:: Data provided ::
══════
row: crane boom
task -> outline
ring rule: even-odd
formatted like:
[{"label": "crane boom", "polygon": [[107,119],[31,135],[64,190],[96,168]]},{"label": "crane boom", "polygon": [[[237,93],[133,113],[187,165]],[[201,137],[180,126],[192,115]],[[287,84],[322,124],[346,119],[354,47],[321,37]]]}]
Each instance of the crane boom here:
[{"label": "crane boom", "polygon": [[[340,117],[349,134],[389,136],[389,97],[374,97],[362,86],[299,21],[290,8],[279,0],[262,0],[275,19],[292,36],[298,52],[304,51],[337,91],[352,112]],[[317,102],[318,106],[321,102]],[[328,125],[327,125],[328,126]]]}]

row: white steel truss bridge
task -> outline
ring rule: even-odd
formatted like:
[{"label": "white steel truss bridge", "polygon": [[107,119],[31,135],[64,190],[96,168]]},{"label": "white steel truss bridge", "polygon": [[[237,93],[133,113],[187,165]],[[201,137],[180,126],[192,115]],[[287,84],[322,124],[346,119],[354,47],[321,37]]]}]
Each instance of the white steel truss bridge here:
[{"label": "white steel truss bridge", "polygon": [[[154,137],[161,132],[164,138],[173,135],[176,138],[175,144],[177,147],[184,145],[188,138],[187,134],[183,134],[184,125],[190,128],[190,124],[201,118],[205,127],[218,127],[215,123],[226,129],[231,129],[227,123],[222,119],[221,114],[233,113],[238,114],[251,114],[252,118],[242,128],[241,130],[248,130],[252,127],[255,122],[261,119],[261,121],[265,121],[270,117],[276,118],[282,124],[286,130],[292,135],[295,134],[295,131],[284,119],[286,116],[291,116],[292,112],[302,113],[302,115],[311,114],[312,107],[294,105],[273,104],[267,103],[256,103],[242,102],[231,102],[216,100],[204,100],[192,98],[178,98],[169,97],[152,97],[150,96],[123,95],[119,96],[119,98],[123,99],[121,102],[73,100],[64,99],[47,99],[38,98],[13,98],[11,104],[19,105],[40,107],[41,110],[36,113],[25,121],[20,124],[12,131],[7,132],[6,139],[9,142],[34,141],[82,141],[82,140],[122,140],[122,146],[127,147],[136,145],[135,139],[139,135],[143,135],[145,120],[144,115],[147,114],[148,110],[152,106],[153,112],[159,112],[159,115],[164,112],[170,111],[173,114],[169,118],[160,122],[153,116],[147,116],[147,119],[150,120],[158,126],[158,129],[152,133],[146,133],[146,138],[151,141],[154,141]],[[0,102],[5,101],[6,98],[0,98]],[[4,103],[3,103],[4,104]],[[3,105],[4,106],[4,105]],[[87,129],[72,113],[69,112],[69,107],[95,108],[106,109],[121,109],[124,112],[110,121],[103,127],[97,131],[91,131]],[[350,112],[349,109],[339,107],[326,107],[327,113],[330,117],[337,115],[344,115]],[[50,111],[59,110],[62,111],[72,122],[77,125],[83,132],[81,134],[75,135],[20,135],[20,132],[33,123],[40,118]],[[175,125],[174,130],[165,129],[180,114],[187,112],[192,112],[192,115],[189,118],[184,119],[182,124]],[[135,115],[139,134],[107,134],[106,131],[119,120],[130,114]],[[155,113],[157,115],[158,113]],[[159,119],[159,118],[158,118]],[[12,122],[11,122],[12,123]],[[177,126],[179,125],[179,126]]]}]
══════
:: Task goal ::
Turn the data above into a numbered list with one item per line, leaving out any blank lines.

:: Written solution ::
1. row: crane boom
2. task -> outline
3. ring rule: even-odd
4. formatted like:
5. [{"label": "crane boom", "polygon": [[107,119],[31,135],[64,190],[96,168]]},{"label": "crane boom", "polygon": [[[237,93],[133,113],[187,165]],[[201,137],[180,126],[192,115]],[[287,84],[322,124],[346,119],[354,47],[321,37]]]}]
6. Each instance of the crane boom here:
7. [{"label": "crane boom", "polygon": [[[340,117],[349,134],[389,136],[389,97],[374,97],[362,86],[299,21],[290,8],[279,0],[262,0],[275,19],[292,36],[298,52],[304,51],[337,91],[352,112]],[[317,102],[318,106],[321,102]],[[328,125],[327,125],[328,126]]]}]
8. row: white steel truss bridge
9. task -> outline
10. ring rule: even-odd
11. formatted like:
12. [{"label": "white steel truss bridge", "polygon": [[107,119],[31,135],[64,190],[96,168]]},{"label": "white steel truss bridge", "polygon": [[[237,93],[133,113],[187,165]],[[201,137],[180,126],[192,115]],[[287,84],[322,124],[346,119],[354,47],[321,37]]]}]
13. Each instance of the white steel truss bridge here:
14. [{"label": "white steel truss bridge", "polygon": [[[154,137],[161,132],[164,138],[173,135],[176,138],[175,144],[177,147],[184,145],[188,138],[187,134],[183,134],[184,125],[190,128],[190,124],[201,118],[205,127],[218,127],[215,123],[226,129],[231,129],[227,123],[222,119],[221,114],[233,113],[238,114],[251,114],[252,118],[242,128],[241,130],[248,130],[252,127],[255,122],[261,119],[261,121],[265,121],[270,117],[276,118],[282,124],[286,130],[292,135],[295,134],[295,131],[284,119],[286,116],[291,116],[292,112],[302,113],[302,115],[311,114],[312,107],[294,105],[273,104],[267,103],[256,103],[242,102],[231,102],[216,100],[204,100],[192,98],[178,98],[169,97],[152,97],[150,96],[123,95],[119,96],[119,98],[123,99],[121,102],[73,100],[64,99],[47,99],[38,98],[13,98],[11,104],[19,105],[40,107],[41,110],[36,113],[25,121],[20,124],[12,131],[7,132],[6,139],[9,142],[34,141],[82,141],[82,140],[122,140],[122,146],[127,147],[136,145],[135,139],[139,135],[143,135],[145,120],[144,115],[147,114],[148,110],[152,106],[153,112],[159,112],[159,115],[164,112],[170,111],[173,114],[169,118],[160,122],[153,116],[147,116],[147,119],[150,120],[158,126],[158,129],[152,133],[146,133],[146,138],[151,141],[154,141]],[[0,102],[5,101],[6,98],[0,98]],[[4,103],[3,103],[4,104]],[[3,105],[4,106],[4,105]],[[87,129],[72,113],[69,112],[69,107],[95,108],[106,109],[121,109],[124,112],[110,121],[103,127],[97,131],[91,131]],[[350,112],[349,109],[339,107],[326,107],[327,113],[330,117],[337,115],[344,115]],[[50,111],[59,110],[62,111],[72,122],[77,125],[83,132],[81,134],[75,135],[20,135],[20,132],[33,123],[40,118]],[[175,125],[174,130],[165,129],[180,114],[187,112],[192,112],[192,115],[189,118],[184,119],[182,124]],[[135,115],[139,134],[107,134],[106,131],[119,120],[130,114]],[[155,113],[157,115],[158,113]],[[159,119],[159,118],[158,118]],[[12,122],[11,122],[12,123]],[[177,126],[179,125],[179,126]]]}]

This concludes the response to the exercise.